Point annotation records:
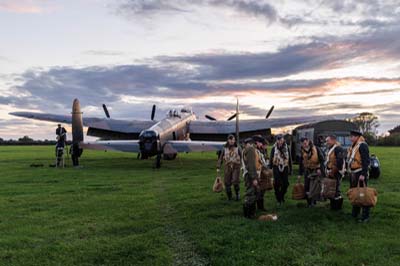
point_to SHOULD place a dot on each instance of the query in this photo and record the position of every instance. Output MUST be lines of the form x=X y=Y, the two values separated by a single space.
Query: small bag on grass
x=298 y=192
x=363 y=196
x=328 y=190
x=266 y=180
x=268 y=217
x=315 y=187
x=218 y=185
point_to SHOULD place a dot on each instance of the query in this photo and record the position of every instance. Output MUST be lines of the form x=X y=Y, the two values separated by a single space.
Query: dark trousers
x=281 y=183
x=354 y=180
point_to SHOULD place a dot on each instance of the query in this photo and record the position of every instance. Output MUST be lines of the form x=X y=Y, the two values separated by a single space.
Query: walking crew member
x=261 y=149
x=358 y=163
x=334 y=167
x=250 y=159
x=279 y=163
x=61 y=133
x=311 y=162
x=231 y=156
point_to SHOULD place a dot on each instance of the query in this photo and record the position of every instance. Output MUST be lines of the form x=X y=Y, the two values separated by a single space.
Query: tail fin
x=77 y=123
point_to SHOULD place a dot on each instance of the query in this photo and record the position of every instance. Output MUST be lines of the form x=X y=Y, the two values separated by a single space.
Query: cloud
x=103 y=53
x=24 y=6
x=370 y=14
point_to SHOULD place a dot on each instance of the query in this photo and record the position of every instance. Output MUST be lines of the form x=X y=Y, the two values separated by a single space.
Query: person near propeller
x=280 y=165
x=358 y=161
x=231 y=157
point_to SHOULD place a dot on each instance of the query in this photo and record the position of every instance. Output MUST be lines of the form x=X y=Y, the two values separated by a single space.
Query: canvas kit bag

▸ Do this
Please rewrite the listing above as a numbered list with one line per entry, skipping blank lines. Leave the pictures out.

▸ Result
1. point_to SHOULD place a dot on each instance of the query in this photo and record the position of every instance. Output MUST be lines of the form x=X y=Y, the two values separated by a single space.
2. Query: small bag on grass
3. x=298 y=192
4. x=363 y=196
5. x=328 y=190
6. x=266 y=180
7. x=268 y=217
8. x=315 y=187
9. x=218 y=185
10. point_to SHOULD place a dot on each instance of the query in this photo and record the position of every instance. Output MUST be lines of the form x=X y=Y, the two values separated by a single space.
11. Query: dark trousers
12. x=281 y=183
13. x=354 y=180
14. point_to SHOULD place a dot on each instance of the query in this photo and record the position of every instance. Output MUST be lines of the form x=X y=Y, the two values separated by a single space.
15. Query: walking crew member
16. x=261 y=149
17. x=358 y=163
18. x=334 y=167
19. x=250 y=159
20. x=279 y=163
21. x=61 y=133
22. x=311 y=162
23. x=231 y=156
24. point_to SHOULD place a dot on each instance of the query in this photo and record the position of every instance. Output MUST be lines of the form x=X y=Y, the two values separated by a single space.
25. Query: tail fin
26. x=77 y=123
27. point_to SHOULD place a dot on each instance of the query in this photo and record the position of every instance. Output MUST be lines of the form x=X y=Y, the two values separated by a single space.
28. Query: cloud
29. x=103 y=53
30. x=24 y=6
31. x=370 y=14
32. point_to SHOULD place a dot on each instance of the query in this photo and record the position of every instance. Output MUST be lines of the form x=X y=Y, the two values separated by a single space.
33. Query: person near propeller
34. x=280 y=165
35. x=358 y=161
36. x=231 y=157
37. point_to SHOULD place a dot on each instance of the query in this photo and record the position of every instance. Output MUST be lines of the form x=X y=Y, the two values separated by a single space.
38. Query: canvas kit bag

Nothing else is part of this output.